>> Begin The data

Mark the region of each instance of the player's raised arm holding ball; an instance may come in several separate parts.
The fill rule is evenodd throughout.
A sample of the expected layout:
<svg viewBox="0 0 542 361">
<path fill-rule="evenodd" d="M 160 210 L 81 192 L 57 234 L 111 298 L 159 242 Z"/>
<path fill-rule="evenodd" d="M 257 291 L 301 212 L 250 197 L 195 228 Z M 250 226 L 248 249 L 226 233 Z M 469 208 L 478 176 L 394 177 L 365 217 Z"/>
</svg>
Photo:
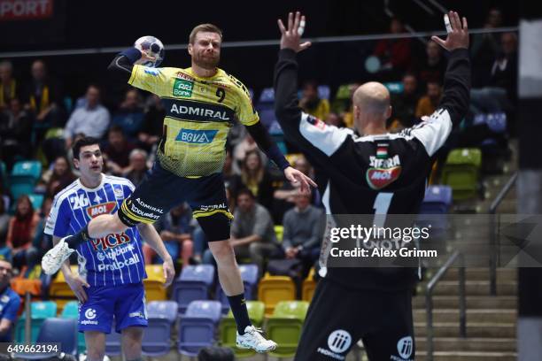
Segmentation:
<svg viewBox="0 0 542 361">
<path fill-rule="evenodd" d="M 79 244 L 140 223 L 151 224 L 188 202 L 216 260 L 219 279 L 237 324 L 237 347 L 267 352 L 275 349 L 276 343 L 266 340 L 249 319 L 243 280 L 229 242 L 233 215 L 228 208 L 222 168 L 234 120 L 247 127 L 289 180 L 301 189 L 314 183 L 290 166 L 259 122 L 244 85 L 218 67 L 221 42 L 222 32 L 216 26 L 194 27 L 188 47 L 191 67 L 185 69 L 153 67 L 164 54 L 163 46 L 151 37 L 140 39 L 136 47 L 115 57 L 109 69 L 125 74 L 132 86 L 159 96 L 166 108 L 157 160 L 114 214 L 98 216 L 79 233 L 63 238 L 42 264 L 50 274 Z"/>
</svg>

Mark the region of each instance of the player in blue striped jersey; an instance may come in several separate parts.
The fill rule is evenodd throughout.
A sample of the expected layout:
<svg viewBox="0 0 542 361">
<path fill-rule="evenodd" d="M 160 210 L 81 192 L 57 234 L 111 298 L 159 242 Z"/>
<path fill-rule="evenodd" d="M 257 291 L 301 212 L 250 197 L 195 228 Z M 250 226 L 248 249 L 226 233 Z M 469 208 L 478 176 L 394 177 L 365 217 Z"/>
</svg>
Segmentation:
<svg viewBox="0 0 542 361">
<path fill-rule="evenodd" d="M 74 165 L 81 177 L 55 196 L 45 227 L 55 244 L 93 218 L 114 213 L 135 188 L 127 179 L 102 173 L 104 159 L 97 139 L 83 138 L 74 145 Z M 122 334 L 126 359 L 141 358 L 142 327 L 147 326 L 142 235 L 164 259 L 169 285 L 174 276 L 173 261 L 152 225 L 144 223 L 81 243 L 76 250 L 79 274 L 72 273 L 68 262 L 61 268 L 80 302 L 78 328 L 85 333 L 88 360 L 104 358 L 105 334 L 111 332 L 113 318 L 115 331 Z"/>
</svg>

>> End The data

→ **What you have to do**
Return exactly the lines from the line bearing "Mark the region of each instance of the player in" to the end of the records, inclusive of both; include no other lines.

→ **Result below**
Mark the region of each instance of the player in blue striped jersey; an instance may come in several separate parts.
The fill rule is evenodd throughout.
A sample of the expected layout:
<svg viewBox="0 0 542 361">
<path fill-rule="evenodd" d="M 160 210 L 81 192 L 57 234 L 111 298 L 159 242 Z"/>
<path fill-rule="evenodd" d="M 257 291 L 301 212 L 250 197 L 195 228 Z M 250 226 L 248 249 L 226 233 Z M 469 208 L 478 176 L 394 177 L 365 217 Z"/>
</svg>
Segmentation:
<svg viewBox="0 0 542 361">
<path fill-rule="evenodd" d="M 74 165 L 81 177 L 55 196 L 45 227 L 55 244 L 93 218 L 114 213 L 135 188 L 127 179 L 102 173 L 104 159 L 97 139 L 83 138 L 74 145 Z M 122 334 L 126 359 L 141 358 L 142 327 L 147 326 L 142 235 L 164 259 L 169 285 L 174 276 L 173 261 L 152 225 L 144 223 L 81 243 L 76 250 L 79 274 L 72 273 L 68 262 L 61 268 L 80 302 L 78 328 L 85 333 L 88 360 L 104 358 L 105 334 L 111 332 L 113 318 L 115 331 Z"/>
</svg>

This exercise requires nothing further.